TASK BRIEF =
Find every line in the items below that contains the string "gravel" and copy each of those lines. Matching is case-sensitive.

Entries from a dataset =
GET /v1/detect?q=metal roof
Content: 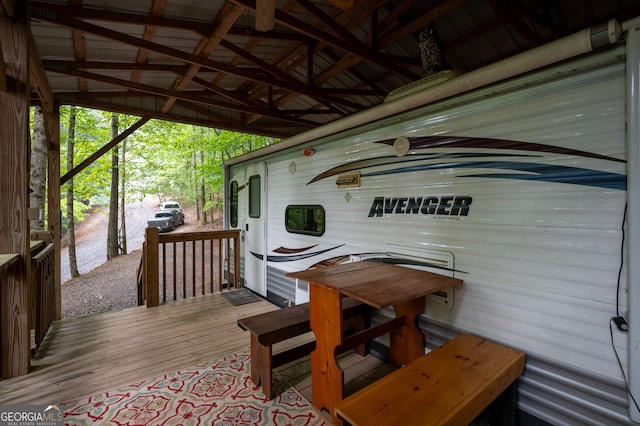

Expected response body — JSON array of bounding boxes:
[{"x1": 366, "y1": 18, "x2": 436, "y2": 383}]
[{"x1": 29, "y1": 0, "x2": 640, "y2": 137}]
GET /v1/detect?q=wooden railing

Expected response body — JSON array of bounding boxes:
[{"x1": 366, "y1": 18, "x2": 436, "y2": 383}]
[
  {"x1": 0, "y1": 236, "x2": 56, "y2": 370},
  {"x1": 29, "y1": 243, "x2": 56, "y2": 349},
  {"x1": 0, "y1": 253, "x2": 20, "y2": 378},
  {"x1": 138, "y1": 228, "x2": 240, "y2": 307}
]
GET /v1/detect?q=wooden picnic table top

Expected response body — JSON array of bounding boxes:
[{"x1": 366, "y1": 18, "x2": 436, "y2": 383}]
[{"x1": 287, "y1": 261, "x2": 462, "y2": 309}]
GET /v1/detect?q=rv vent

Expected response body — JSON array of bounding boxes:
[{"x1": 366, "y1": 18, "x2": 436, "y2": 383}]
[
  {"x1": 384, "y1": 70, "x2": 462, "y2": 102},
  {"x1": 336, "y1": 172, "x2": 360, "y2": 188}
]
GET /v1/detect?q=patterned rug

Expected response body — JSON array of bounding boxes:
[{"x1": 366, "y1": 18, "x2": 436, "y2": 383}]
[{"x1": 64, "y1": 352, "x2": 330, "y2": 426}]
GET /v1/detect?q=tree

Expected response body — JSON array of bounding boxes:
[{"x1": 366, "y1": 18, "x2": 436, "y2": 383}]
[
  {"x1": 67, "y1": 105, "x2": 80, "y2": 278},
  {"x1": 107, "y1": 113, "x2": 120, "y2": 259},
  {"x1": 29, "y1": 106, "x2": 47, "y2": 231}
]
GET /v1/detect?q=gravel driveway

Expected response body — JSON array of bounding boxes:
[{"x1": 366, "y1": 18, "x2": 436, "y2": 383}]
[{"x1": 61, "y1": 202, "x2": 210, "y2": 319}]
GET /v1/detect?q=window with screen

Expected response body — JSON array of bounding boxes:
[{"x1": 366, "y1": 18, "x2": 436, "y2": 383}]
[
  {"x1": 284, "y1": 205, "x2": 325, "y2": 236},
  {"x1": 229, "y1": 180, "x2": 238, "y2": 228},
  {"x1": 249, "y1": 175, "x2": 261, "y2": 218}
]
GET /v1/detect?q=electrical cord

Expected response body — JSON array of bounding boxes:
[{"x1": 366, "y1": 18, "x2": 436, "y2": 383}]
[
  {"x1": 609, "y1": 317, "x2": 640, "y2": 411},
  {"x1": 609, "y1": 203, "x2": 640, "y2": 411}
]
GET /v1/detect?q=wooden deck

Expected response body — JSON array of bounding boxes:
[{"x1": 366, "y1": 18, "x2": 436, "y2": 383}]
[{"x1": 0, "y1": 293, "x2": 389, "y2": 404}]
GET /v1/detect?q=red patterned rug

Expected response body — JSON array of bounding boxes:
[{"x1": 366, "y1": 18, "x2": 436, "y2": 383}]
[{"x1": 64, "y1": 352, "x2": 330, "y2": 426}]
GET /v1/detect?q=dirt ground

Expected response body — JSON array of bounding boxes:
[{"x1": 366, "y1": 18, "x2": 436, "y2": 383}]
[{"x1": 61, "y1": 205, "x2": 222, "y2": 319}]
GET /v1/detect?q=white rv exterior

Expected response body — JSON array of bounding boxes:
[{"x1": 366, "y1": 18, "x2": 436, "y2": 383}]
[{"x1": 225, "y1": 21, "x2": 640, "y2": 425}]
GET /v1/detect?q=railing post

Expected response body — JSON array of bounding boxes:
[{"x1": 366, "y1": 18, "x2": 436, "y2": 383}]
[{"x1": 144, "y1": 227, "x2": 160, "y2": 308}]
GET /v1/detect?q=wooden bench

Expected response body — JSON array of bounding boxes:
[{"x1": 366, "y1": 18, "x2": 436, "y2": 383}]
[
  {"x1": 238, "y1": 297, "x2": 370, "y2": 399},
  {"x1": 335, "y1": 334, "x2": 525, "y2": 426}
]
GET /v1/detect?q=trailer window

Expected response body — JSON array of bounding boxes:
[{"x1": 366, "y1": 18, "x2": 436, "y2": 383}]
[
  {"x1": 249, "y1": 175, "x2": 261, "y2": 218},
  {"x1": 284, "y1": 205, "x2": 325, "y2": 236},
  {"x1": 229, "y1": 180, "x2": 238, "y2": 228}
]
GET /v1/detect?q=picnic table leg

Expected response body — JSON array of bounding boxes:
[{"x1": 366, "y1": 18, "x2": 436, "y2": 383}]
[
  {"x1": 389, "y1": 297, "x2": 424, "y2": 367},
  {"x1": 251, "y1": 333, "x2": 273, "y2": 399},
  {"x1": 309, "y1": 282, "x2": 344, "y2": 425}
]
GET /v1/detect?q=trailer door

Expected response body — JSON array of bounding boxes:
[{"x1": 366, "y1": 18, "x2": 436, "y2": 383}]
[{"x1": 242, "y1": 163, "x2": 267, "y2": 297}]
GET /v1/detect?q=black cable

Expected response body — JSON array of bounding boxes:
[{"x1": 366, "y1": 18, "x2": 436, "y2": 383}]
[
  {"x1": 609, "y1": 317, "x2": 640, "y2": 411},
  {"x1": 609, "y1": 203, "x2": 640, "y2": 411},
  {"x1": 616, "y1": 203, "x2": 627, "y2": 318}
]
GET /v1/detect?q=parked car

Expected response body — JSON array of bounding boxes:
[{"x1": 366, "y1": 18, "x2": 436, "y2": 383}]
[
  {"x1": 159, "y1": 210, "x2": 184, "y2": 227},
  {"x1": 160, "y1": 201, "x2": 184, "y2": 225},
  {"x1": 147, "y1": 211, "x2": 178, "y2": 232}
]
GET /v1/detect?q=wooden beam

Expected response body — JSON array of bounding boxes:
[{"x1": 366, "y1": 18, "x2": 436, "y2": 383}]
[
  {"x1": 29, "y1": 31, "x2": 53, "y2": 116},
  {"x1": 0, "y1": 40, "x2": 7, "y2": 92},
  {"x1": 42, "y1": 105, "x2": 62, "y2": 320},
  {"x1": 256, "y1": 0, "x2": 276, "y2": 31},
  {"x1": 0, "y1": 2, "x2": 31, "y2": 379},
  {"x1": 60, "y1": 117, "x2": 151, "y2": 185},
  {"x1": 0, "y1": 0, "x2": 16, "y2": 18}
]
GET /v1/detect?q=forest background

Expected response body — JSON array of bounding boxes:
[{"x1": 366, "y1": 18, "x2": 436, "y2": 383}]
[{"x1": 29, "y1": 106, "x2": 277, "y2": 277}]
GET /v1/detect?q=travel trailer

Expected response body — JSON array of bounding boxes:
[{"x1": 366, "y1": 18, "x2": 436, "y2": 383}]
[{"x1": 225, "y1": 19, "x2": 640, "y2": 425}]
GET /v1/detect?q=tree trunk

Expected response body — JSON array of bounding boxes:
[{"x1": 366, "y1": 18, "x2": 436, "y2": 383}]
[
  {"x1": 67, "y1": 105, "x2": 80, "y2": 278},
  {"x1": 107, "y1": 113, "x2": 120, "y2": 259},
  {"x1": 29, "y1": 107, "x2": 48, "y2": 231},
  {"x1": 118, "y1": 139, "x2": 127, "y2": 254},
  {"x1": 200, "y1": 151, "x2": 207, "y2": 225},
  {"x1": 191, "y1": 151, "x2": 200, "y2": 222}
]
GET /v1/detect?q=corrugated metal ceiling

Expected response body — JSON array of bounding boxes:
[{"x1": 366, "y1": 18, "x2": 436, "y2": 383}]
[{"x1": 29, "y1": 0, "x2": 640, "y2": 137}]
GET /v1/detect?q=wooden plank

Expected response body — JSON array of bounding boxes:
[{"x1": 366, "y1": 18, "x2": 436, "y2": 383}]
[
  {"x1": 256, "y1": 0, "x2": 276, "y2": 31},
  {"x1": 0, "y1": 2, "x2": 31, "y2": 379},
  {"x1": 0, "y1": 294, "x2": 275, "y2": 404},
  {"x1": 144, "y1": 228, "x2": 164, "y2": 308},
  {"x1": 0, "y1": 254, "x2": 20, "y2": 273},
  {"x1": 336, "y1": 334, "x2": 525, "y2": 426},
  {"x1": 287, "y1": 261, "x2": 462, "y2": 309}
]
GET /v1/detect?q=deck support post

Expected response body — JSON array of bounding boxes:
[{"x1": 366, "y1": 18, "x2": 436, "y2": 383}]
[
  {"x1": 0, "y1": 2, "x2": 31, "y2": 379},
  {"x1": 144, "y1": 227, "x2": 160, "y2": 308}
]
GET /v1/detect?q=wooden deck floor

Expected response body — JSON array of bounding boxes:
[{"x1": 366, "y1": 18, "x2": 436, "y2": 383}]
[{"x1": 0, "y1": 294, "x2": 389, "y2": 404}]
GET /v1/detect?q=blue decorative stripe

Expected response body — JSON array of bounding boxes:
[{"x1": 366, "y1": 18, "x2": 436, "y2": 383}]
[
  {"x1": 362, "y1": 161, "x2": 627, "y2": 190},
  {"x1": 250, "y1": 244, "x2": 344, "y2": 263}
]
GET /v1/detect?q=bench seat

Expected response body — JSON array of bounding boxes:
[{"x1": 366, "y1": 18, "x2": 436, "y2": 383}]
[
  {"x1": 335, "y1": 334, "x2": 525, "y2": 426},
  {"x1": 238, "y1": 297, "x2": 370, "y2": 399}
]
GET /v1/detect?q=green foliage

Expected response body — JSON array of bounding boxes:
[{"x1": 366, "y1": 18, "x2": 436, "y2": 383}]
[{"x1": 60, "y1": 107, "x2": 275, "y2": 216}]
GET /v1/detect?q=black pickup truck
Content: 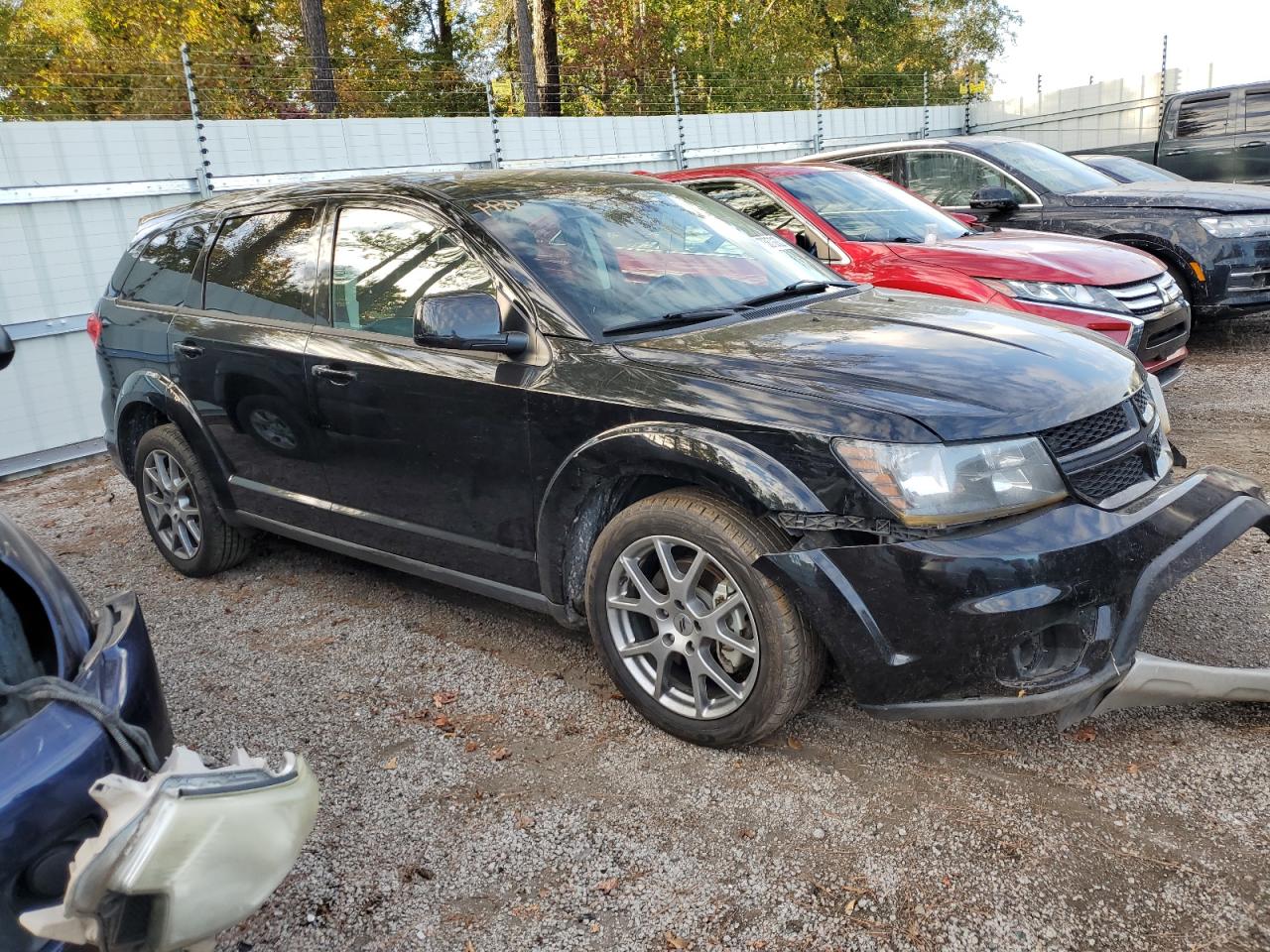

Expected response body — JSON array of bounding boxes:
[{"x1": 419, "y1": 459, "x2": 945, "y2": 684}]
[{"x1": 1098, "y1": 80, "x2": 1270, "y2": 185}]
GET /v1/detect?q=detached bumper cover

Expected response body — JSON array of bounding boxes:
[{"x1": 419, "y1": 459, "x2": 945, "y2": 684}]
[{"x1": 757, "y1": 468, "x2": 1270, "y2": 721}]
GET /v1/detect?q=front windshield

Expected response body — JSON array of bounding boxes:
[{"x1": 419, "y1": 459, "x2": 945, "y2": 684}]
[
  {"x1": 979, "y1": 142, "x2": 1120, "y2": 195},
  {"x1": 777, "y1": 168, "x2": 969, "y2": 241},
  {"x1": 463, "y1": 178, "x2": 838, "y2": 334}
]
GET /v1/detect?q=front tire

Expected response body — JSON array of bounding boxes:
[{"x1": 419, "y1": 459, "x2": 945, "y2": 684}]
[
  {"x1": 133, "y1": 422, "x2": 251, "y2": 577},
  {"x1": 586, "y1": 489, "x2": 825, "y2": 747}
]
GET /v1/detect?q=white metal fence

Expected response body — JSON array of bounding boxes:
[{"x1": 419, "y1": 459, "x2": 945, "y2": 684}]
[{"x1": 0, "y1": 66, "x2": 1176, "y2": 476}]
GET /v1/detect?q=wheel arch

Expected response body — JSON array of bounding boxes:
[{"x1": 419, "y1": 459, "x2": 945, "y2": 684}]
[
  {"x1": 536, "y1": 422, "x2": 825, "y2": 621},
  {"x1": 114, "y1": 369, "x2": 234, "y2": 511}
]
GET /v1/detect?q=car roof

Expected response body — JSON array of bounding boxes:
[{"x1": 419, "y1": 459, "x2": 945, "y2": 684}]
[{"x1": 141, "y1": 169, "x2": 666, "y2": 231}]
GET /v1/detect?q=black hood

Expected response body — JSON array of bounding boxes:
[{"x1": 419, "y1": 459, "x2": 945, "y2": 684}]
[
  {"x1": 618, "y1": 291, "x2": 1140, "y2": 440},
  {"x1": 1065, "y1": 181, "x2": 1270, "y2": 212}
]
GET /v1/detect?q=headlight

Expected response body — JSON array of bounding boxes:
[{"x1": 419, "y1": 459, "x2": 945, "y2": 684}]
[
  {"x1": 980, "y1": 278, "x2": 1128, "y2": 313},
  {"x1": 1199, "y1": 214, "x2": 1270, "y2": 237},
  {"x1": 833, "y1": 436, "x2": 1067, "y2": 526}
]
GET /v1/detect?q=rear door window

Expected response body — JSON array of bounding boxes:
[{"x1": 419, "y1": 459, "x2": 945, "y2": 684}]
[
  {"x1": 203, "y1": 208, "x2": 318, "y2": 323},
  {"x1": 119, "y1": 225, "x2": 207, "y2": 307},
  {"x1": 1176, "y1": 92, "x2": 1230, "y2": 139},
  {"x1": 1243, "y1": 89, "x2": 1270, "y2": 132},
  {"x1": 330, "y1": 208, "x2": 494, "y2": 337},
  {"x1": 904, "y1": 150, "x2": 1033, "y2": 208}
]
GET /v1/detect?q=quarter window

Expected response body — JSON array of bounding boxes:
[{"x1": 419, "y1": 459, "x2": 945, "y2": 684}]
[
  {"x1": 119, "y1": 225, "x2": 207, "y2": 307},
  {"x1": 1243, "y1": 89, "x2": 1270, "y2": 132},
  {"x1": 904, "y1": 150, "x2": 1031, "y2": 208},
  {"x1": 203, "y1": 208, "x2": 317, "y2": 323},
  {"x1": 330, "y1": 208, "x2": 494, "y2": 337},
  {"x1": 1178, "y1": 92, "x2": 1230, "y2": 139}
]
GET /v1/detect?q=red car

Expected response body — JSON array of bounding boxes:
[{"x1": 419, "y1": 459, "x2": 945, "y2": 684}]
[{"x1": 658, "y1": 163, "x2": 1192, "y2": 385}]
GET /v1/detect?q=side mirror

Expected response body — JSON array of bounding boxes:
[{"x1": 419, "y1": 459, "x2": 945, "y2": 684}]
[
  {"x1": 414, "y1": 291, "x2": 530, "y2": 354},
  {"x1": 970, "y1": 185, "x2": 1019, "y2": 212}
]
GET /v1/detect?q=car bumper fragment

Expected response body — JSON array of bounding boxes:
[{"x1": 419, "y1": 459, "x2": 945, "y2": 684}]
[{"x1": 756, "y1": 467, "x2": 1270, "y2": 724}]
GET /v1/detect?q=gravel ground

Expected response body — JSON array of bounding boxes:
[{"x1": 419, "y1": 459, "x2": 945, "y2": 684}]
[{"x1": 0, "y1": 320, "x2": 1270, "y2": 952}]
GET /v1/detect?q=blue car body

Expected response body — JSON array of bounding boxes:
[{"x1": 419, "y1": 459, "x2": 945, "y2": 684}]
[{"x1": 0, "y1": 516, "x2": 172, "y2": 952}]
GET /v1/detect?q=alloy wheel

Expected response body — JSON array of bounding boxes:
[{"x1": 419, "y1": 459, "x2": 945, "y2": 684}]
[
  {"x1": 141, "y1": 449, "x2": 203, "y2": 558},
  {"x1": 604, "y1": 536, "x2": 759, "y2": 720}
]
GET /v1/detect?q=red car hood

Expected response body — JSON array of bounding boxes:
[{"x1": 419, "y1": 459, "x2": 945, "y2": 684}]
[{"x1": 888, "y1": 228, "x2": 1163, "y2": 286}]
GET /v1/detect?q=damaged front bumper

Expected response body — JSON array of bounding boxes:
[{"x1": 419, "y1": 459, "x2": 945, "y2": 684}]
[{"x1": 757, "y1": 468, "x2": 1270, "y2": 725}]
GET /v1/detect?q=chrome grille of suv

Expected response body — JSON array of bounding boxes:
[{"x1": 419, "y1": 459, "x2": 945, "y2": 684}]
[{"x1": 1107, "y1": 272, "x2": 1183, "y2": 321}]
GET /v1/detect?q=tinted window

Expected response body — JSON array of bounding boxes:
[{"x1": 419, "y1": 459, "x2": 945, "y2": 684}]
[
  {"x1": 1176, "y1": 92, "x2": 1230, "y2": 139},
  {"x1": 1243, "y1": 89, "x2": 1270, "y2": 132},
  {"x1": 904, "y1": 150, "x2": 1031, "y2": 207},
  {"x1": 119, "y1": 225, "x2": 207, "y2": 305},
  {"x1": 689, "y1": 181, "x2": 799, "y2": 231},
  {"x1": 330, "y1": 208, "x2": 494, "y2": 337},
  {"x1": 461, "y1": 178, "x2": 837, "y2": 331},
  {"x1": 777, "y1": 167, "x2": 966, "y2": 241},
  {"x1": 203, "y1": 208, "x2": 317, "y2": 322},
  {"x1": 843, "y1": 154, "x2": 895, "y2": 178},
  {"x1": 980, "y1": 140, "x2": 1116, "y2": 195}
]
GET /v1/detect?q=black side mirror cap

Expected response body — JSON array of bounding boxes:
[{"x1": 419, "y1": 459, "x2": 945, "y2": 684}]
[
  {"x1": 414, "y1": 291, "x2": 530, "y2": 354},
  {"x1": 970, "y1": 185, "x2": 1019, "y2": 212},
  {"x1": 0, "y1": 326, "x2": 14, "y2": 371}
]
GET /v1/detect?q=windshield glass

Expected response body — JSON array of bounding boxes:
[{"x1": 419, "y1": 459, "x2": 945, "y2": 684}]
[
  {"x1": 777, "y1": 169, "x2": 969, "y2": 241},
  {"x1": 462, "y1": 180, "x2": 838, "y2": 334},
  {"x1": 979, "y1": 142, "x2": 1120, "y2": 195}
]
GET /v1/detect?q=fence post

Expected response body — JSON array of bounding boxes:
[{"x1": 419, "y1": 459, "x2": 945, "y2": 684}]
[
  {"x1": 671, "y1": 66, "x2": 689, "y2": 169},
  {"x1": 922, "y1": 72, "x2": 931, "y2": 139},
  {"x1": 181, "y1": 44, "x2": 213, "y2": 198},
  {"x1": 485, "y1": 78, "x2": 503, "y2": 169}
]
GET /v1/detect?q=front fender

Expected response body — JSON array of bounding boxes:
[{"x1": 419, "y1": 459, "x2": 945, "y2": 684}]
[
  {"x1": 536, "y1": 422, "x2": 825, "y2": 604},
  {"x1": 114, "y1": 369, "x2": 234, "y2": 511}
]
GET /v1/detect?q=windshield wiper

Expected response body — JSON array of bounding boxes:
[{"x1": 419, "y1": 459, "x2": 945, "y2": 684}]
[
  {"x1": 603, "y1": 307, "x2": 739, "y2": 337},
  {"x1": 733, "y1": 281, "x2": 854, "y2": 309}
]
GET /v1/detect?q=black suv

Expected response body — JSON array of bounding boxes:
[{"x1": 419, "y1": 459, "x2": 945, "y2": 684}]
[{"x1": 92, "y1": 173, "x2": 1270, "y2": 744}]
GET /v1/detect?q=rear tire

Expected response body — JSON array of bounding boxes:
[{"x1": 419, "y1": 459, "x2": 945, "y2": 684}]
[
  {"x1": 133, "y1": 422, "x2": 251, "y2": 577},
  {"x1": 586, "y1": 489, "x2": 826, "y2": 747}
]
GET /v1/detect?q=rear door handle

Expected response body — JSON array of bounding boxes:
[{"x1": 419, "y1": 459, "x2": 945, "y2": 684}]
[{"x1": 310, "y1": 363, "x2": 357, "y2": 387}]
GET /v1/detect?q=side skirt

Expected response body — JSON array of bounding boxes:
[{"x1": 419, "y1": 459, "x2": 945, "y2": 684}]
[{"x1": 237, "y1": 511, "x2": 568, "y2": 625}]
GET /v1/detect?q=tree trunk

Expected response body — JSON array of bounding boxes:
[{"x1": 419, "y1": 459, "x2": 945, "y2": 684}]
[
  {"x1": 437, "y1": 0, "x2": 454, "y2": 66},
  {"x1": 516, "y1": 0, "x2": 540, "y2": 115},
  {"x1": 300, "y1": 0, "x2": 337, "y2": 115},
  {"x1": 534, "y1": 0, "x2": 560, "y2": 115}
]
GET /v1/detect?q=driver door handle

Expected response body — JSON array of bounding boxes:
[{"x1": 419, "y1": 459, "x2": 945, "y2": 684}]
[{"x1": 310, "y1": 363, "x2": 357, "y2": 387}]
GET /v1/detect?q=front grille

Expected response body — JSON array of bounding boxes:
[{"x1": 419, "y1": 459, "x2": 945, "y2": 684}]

FINAL ANSWER =
GET /v1/detect?q=gravel driveway
GET /v1/detect?q=gravel ground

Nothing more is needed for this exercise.